What you should do:
Transcribe the entries, keeping every character the same.

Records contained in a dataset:
+ + + +

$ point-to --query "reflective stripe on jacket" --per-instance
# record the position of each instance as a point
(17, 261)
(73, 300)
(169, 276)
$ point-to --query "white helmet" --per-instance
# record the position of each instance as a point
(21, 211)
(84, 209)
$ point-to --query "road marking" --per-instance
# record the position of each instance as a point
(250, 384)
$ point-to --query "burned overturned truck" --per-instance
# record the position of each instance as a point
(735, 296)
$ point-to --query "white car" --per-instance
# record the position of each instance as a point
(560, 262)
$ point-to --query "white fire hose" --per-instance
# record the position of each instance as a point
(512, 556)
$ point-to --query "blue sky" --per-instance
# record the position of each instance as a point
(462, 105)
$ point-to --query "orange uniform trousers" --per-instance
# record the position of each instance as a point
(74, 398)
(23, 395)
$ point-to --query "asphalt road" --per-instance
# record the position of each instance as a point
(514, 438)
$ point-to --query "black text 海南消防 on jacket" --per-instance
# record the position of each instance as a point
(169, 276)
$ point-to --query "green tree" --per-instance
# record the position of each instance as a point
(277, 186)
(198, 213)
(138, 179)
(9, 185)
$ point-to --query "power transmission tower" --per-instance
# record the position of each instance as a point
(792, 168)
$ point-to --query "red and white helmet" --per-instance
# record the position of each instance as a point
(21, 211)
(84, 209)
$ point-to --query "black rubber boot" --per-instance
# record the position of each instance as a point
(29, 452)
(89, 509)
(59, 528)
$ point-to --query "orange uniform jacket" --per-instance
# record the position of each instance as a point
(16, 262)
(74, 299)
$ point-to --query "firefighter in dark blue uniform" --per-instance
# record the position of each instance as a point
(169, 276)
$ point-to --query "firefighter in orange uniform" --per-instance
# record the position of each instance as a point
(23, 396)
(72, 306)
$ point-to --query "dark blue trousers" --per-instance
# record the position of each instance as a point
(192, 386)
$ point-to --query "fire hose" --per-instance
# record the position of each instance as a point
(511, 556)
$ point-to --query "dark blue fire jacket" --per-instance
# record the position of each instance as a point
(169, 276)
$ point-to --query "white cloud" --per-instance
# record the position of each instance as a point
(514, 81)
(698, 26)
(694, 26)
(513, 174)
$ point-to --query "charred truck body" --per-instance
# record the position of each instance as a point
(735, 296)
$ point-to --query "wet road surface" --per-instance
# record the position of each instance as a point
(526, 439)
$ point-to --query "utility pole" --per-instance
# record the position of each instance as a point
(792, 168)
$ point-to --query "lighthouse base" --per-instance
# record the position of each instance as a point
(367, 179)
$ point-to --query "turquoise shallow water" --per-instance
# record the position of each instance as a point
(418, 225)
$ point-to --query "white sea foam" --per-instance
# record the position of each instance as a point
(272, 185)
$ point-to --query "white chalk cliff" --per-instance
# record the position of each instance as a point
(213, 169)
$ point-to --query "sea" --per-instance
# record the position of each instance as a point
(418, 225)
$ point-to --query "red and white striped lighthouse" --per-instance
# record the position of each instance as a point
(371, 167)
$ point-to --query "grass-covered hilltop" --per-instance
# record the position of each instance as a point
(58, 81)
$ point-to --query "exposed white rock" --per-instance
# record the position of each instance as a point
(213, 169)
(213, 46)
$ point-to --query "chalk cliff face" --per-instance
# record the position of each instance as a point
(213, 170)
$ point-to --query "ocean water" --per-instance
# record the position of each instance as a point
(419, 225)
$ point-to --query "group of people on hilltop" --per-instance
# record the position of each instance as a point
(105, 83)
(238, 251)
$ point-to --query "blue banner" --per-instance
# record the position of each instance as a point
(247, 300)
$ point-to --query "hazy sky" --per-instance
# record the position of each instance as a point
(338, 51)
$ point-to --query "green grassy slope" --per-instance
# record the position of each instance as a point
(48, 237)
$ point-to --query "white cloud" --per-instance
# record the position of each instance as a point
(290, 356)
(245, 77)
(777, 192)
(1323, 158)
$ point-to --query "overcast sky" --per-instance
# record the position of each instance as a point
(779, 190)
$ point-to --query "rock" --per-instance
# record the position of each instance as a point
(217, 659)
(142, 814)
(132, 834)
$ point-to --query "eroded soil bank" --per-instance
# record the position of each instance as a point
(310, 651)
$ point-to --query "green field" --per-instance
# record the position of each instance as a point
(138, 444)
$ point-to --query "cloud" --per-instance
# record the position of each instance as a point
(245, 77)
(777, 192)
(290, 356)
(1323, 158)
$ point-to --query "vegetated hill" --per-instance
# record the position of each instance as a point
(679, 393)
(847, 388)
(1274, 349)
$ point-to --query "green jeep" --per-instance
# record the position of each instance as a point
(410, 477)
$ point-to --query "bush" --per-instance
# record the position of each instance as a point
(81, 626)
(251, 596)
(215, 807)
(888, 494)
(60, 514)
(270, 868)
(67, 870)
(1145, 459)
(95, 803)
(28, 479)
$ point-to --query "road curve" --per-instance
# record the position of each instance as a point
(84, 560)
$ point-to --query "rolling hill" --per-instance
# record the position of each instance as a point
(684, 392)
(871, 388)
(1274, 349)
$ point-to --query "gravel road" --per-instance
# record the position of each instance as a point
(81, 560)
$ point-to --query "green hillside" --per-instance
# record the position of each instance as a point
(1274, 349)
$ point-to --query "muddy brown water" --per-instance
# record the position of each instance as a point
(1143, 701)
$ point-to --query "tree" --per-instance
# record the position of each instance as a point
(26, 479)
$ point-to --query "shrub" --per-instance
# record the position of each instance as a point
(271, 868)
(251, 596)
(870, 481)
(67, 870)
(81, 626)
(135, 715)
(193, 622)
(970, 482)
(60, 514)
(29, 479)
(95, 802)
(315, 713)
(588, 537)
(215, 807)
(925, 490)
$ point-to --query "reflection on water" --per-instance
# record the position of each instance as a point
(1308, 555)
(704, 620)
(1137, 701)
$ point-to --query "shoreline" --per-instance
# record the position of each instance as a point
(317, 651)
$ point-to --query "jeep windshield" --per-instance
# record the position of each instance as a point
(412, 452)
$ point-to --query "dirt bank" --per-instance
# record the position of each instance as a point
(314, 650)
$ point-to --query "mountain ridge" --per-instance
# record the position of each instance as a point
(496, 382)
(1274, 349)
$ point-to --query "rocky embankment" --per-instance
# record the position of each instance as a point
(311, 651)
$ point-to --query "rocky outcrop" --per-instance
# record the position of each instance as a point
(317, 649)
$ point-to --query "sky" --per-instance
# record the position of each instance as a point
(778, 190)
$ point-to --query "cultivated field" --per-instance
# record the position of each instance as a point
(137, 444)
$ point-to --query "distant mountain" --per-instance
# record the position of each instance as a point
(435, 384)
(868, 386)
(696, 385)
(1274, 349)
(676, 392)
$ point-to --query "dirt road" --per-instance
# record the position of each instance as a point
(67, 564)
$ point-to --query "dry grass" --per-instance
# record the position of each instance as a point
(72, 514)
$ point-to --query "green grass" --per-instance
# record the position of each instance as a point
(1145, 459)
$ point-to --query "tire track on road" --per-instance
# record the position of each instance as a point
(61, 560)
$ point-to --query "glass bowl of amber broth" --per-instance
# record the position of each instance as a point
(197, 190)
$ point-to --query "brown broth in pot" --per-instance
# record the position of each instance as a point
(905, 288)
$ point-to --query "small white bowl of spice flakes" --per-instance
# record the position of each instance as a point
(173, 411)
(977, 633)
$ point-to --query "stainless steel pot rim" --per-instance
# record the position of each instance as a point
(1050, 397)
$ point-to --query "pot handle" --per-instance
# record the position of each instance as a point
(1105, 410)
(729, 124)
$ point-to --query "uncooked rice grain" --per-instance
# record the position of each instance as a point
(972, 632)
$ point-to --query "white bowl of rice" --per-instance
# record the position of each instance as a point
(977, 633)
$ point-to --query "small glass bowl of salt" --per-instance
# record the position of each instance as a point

+ + + +

Answer area:
$ point-to --query "reflective stripe on jacket" --per-instance
# record the position of each instance as a point
(17, 261)
(73, 300)
(169, 276)
$ point-to --query "white helmet" --per-instance
# record the position of each instance as a point
(21, 211)
(84, 209)
$ point-to --query "road marking" --per-instance
# record the position of each instance as a point
(250, 384)
$ point-to --query "burned overturned truck" --per-instance
# record the position of each instance as a point
(735, 296)
$ point-to --query "white car" --per-instance
# record the position of each instance as a point
(560, 262)
$ point-to --query "white fire hose" --per-instance
# record the position of each instance as a point
(512, 556)
$ point-to --query "blue sky" --per-instance
# record the position of each instance as a point
(462, 105)
$ point-to --query "orange uniform trousers" --per-instance
# record the position of each instance as a point
(74, 398)
(23, 395)
$ point-to --query "asphalt road" --per-instance
# record the position of each instance as a point
(514, 438)
$ point-to --query "black text 海南消防 on jacket" --per-instance
# record the position of each instance as a point
(169, 276)
$ point-to --query "green tree" --per-instance
# record the position of each instance as a point
(277, 186)
(198, 213)
(138, 179)
(9, 185)
$ point-to --query "power transmission tower" --per-instance
# record the position of each instance as a point
(792, 168)
$ point-to --query "red and white helmet" --per-instance
# record the position of each instance as a point
(21, 211)
(84, 209)
$ point-to --query "black rubber boot" --per-instance
# record the position of each instance as a point
(29, 452)
(89, 509)
(59, 528)
$ point-to --query "orange uniform jacket" --per-instance
# record the position of each instance as a point
(16, 262)
(74, 299)
$ point-to --query "firefighter in dark blue uniform" --per-instance
# record the position of each instance as a point
(169, 276)
$ point-to --query "firefighter in orange uniform" --per-instance
# record the position of each instance as a point
(23, 396)
(72, 306)
$ point-to --query "dark blue trousers" --per-instance
# record the position of each instance as a point
(192, 386)
$ point-to --query "fire hose" --per-instance
# record the position of each instance as a point
(511, 556)
$ point-to --query "dark blue fire jacket" --per-instance
# record the position of each instance as a point
(169, 276)
$ point-to --query "white cloud" --per-instance
# record the position of each instance as a point
(514, 81)
(698, 26)
(694, 26)
(513, 174)
$ point-to --query "charred truck body" --per-instance
# record the position of each instance as a point
(735, 296)
$ point-to --query "wet road surface" --per-instance
# record the position of each instance as a point
(526, 439)
$ point-to --query "utility pole" --per-instance
# record the position of each instance as a point
(792, 168)
$ point-to --query "lighthouse base" --per-instance
# record the position of each instance as a point
(367, 179)
$ point-to --query "turquoise shallow water" --per-instance
# record the position of each instance as a point
(418, 225)
$ point-to --query "white sea foam" --per-instance
# record the position of each instance as a point
(272, 185)
$ point-to --query "white chalk cliff" --per-instance
# record the position of each instance as a point
(213, 169)
$ point-to --query "sea" --per-instance
# record the position of each instance as a point
(418, 225)
$ point-to --query "red and white striped lighthouse" --per-instance
# record the position of each instance as a point
(371, 167)
$ point-to --query "grass-covered hilltop" --per-instance
# record the position of each instance as a point
(58, 81)
$ point-to --query "exposed white rock" --per-instance
# record the position of each instance as a point
(213, 169)
(213, 46)
$ point-to --query "chalk cliff face" --per-instance
# record the position of each instance as a point
(213, 170)
$ point-to --query "ocean water" --per-instance
# record the position of each instance as a point
(419, 225)
$ point-to --query "group of people on hilltop" --per-instance
# record the position of each instance as a point
(105, 83)
(238, 251)
$ point-to --query "blue banner" --per-instance
# record the position of each instance as a point
(247, 300)
$ point-to --query "hazy sky" --per-instance
# record the position of each instance as a point
(338, 51)
$ point-to --query "green grassy slope" --per-instance
# record the position of each instance as a point
(48, 237)
$ point-to --query "white cloud" --per-instance
# record the position of each instance as a point
(290, 356)
(245, 77)
(777, 192)
(1323, 158)
$ point-to --query "overcast sky" --per-instance
# record the position of each instance as a point
(779, 190)
$ point-to --query "rock" --per-instance
# record the position of each instance as a point
(217, 659)
(142, 814)
(132, 834)
$ point-to --query "eroded soil bank" --per-instance
# record the position of each instance as a point
(310, 651)
$ point-to --query "green field" --per-instance
# record the position of each instance as a point
(138, 444)
$ point-to --query "cloud" --per-instance
# record the position of each instance as a point
(245, 77)
(777, 192)
(290, 356)
(1323, 158)
$ point-to --query "vegetated hill" --per-instance
# record the position of each instance as a point
(679, 393)
(847, 388)
(1274, 349)
$ point-to --query "green jeep" --per-instance
# record the position of each instance as a point
(410, 477)
$ point-to --query "bush" --per-instance
# record the position of each instance as a point
(81, 626)
(251, 596)
(215, 807)
(888, 494)
(60, 514)
(270, 868)
(67, 870)
(1145, 459)
(95, 803)
(28, 479)
$ point-to --query "road curve" --per-instance
# record the position of each instance as a point
(84, 560)
$ point-to --query "rolling hill" --per-instance
# record the position of each instance as a point
(684, 392)
(871, 388)
(1274, 349)
$ point-to --query "gravel road" --per-instance
# record the position of each instance as a point
(81, 560)
$ point-to --query "green hillside" --per-instance
# record the position of each instance as a point
(1274, 349)
$ point-to --query "muddy brown water" --per-instance
# record the position of each instance as a point
(1143, 701)
$ point-to --query "tree" --per-instance
# record the position of each instance as a point
(26, 479)
$ point-to --query "shrub" --per-instance
# record the position of each instance as a point
(271, 868)
(251, 596)
(870, 481)
(67, 870)
(81, 626)
(135, 715)
(193, 622)
(970, 482)
(60, 514)
(29, 479)
(95, 802)
(315, 713)
(588, 537)
(215, 807)
(925, 490)
$ point-to --query "reflection on water" --per-instance
# record the position of each instance as a point
(1308, 555)
(704, 620)
(1137, 701)
$ point-to --query "shoreline" --per-instance
# record the position of each instance as a point
(317, 651)
$ point-to --query "jeep windshield" --per-instance
# record the position of each instance as a point
(412, 452)
$ point-to --query "dirt bank" --per-instance
# record the position of each instance as a point
(314, 650)
$ point-to --query "mountain ridge" --per-instance
# record the position of each instance as a point
(496, 382)
(1274, 349)
$ point-to --query "rocky embankment" --per-instance
# record the position of each instance as a point
(311, 651)
$ point-to --query "rocky outcrop" --per-instance
# record the position of each instance as a point
(317, 649)
$ point-to --query "sky" --per-instance
# record the position of each instance as a point
(778, 190)
$ point-to --query "cultivated field" --per-instance
# record the position of each instance as a point
(137, 444)
$ point-to --query "distant mountain" --per-instance
# record the position of each instance as a point
(435, 384)
(868, 386)
(696, 385)
(1274, 349)
(676, 392)
$ point-to --query "dirt road" --per-instance
# record the position of each instance as a point
(67, 564)
$ point-to --query "dry grass" --per-instance
# record the position of each instance as a point
(72, 514)
$ point-to --query "green grass" --per-instance
# record the position of each instance as a point
(1145, 459)
$ point-to --query "tire track on road" --per-instance
# record the position of each instance as a point
(61, 560)
$ point-to --query "glass bowl of amber broth" --per-instance
# record the position of each instance as a point
(197, 190)
$ point-to --query "brown broth in pot" --per-instance
# record the position of each instance as a point
(905, 288)
$ point-to --query "small white bowl of spice flakes" --per-instance
# record the position of each instance as a point
(173, 411)
(977, 633)
$ point-to --query "stainless steel pot rim" --per-instance
# record the position of each instance as a point
(1050, 397)
$ point-to --query "pot handle" --per-instance
# record the position of each instance as a point
(1105, 410)
(729, 124)
$ point-to --query "uncooked rice grain" --per-instance
# record the position of each instance as a point
(972, 632)
$ point-to --query "white bowl of rice" --per-instance
# record the position of each instance as a point
(977, 633)
$ point-to --query "small glass bowl of salt" --per-instance
# record the position of each instance as a point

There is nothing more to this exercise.